### INFORMATION ###

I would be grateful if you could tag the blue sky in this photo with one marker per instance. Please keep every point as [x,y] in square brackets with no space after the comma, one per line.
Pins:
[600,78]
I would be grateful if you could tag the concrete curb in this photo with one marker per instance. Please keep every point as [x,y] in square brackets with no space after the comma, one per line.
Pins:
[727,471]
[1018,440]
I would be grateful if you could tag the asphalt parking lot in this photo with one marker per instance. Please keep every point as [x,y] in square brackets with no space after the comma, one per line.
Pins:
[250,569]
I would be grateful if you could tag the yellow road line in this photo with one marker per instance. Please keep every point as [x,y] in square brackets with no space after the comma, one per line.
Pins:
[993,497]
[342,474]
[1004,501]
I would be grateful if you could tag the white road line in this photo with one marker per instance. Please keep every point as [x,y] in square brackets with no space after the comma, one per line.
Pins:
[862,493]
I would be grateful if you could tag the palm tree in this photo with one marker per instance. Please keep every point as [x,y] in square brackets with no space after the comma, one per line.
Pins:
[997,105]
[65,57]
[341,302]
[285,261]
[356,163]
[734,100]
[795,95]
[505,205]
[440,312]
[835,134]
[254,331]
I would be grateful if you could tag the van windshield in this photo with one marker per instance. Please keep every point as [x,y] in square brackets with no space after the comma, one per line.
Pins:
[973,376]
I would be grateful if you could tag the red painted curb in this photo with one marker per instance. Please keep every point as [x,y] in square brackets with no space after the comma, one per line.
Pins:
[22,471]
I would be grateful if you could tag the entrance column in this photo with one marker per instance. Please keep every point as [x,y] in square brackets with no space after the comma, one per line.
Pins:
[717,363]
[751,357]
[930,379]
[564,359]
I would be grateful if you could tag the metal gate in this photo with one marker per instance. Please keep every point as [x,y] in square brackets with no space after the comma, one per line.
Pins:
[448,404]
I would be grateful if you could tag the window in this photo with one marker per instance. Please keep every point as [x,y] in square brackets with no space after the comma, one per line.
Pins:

###

### INSTRUCTIONS FOR THE TASK
All lines of the data that hold "curb" need to be copied.

### TASK OUTPUT
I would be grateful if you could tag the concrete curb in this photo with one marker per instance. Please keep every point as [x,y] in square brackets with no space after the comma, one per line.
I would be grateful if you could tag the red painted curb in this photo with one marker per instance. Please keep every point as [x,y] in square brackets with no space after the comma, one per line.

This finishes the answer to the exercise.